▶ _Listed entries_

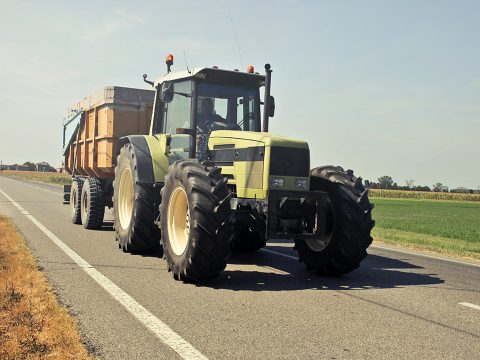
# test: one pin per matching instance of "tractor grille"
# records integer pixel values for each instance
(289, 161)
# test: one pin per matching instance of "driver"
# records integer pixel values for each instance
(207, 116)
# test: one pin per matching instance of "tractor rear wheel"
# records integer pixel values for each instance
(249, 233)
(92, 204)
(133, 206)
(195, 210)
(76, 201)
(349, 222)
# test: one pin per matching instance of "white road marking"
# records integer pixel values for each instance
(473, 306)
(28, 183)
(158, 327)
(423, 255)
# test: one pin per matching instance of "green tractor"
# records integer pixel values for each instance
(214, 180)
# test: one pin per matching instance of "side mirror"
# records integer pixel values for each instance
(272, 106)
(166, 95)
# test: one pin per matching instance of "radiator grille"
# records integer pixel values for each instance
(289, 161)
--
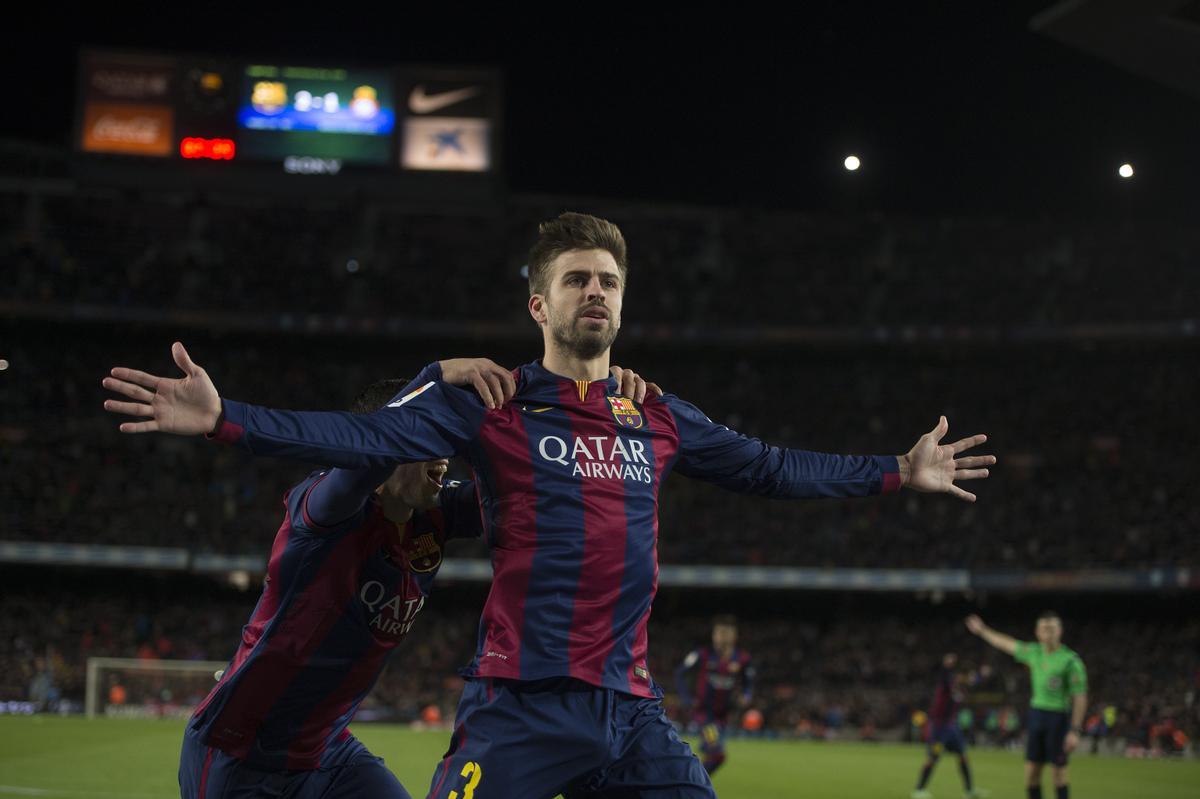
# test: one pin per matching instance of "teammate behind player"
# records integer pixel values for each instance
==
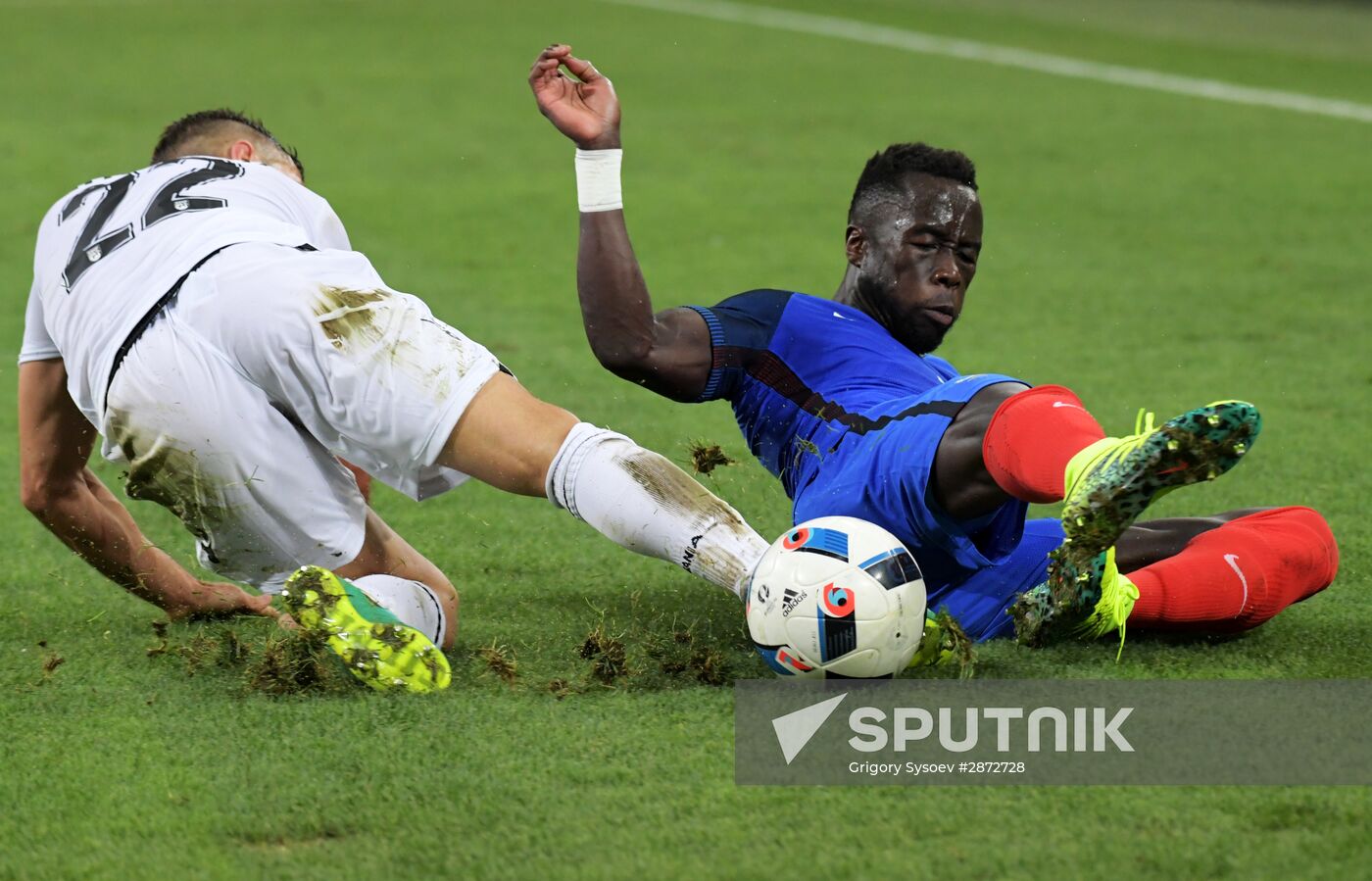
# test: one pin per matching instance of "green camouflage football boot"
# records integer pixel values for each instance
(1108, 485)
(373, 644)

▶ _Task instructions_
Tally the lines in the rows above that contain the string "tractor", treating uppercase and lowercase as different. Give only the number.

▶ _Solution for this task_
3